= Aim =
Reproduce the material below word for word, from the line containing "For every instance of the overcast" through the end of the material, including both ends.

= Records provided =
━━━
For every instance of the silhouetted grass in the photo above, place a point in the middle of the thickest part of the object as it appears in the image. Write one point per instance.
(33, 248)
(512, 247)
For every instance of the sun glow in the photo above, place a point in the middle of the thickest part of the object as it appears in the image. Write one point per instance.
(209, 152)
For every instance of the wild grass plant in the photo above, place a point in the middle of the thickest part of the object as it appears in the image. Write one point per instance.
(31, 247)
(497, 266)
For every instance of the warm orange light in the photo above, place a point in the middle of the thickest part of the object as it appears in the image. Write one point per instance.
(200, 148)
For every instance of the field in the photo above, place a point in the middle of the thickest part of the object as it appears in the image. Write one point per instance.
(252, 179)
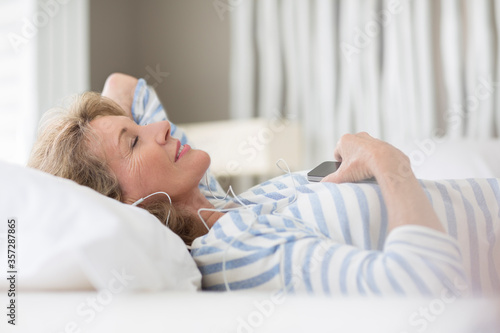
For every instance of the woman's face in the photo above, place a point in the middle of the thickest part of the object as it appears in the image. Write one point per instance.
(146, 159)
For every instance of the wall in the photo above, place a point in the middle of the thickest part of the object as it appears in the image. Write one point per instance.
(180, 46)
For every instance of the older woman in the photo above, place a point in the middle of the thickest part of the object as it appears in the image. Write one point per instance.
(285, 234)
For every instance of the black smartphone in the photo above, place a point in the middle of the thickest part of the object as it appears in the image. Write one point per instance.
(322, 170)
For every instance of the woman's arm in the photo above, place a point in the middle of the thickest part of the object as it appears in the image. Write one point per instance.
(120, 88)
(363, 157)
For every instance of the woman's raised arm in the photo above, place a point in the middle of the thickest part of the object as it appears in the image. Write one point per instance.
(120, 88)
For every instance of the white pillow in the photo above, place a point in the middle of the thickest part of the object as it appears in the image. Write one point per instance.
(70, 237)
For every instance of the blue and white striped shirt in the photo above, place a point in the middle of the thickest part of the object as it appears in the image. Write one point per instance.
(332, 239)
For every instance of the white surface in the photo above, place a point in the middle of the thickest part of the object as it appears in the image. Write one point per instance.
(244, 312)
(454, 158)
(248, 147)
(69, 237)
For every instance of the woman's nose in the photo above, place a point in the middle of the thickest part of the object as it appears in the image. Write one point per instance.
(161, 131)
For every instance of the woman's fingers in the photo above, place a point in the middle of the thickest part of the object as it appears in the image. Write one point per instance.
(354, 151)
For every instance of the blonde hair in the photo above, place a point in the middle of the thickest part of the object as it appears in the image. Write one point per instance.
(63, 148)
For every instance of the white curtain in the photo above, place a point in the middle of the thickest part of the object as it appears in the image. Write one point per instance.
(43, 58)
(402, 70)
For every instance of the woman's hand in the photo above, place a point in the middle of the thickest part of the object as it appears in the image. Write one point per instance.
(363, 157)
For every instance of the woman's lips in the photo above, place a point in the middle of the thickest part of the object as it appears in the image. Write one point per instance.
(184, 150)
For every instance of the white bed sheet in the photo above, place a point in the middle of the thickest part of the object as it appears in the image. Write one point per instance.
(247, 312)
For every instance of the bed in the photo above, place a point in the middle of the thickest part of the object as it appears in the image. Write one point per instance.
(66, 277)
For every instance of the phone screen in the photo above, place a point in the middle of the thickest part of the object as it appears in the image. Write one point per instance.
(322, 170)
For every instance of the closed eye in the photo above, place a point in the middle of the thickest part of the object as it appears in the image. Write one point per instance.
(134, 143)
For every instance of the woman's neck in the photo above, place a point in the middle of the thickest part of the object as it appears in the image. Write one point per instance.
(198, 201)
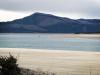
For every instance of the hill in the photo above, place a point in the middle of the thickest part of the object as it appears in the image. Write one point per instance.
(47, 23)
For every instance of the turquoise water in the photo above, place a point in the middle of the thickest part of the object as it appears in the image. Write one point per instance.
(48, 41)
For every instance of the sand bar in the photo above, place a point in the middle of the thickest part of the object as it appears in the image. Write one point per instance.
(58, 61)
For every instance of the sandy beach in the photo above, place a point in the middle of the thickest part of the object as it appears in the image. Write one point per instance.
(59, 62)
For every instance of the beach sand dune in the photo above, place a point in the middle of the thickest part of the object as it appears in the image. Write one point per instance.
(59, 62)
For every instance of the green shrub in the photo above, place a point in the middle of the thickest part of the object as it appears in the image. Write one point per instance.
(9, 66)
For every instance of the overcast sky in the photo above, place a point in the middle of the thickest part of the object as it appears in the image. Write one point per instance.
(11, 9)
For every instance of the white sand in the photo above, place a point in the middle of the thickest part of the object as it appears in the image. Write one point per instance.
(61, 62)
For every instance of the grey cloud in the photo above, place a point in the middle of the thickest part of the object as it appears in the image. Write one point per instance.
(85, 7)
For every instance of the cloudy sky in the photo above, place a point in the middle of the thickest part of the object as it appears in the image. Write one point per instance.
(75, 9)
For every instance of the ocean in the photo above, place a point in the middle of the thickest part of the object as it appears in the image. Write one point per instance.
(48, 41)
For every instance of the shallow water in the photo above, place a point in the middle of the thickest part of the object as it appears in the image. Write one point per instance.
(48, 41)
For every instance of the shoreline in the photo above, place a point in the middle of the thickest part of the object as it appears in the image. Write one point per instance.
(47, 50)
(59, 62)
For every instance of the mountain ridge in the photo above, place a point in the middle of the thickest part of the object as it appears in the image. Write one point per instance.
(48, 23)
━━━
= The response =
For every instance of the overcast sky in the photo above, place a point in the middle of the thickest part of the object as it appears in the image. Write one point per instance.
(11, 9)
For every instance of the white sand in the photo above, place a point in the middle of the thickest part of the object as it appears in the image. Write one point per instance.
(61, 62)
For every instance of the grey cloud in the photo above, place a point in the middle of the thickest part of the object as it appears in the image. Write one point per instance.
(85, 7)
For every instance of the cloudy sky in the photo above, place a point in the middle of the thickest part of the object as it appears in the image. Write one point per instance.
(75, 9)
For every instance of the ocean in the photo above, place a point in the middle of the thickest part of the object as it appears in the image. Write one point per instance.
(48, 41)
For every instance of the shallow water in the photo above, place a point in the middle of the thickest part of the object as it appears in the image. Write one point per instance.
(48, 41)
For every instance of the shoreline in the photo above, place a point in the middle of the thickest part of the object as it appears in the image. Write one point per instance.
(47, 50)
(59, 62)
For every instance of the mountain ridge in the photo above, place a point in the middle of the thickest part of the object as it appears in the image. Write one point per instance.
(48, 23)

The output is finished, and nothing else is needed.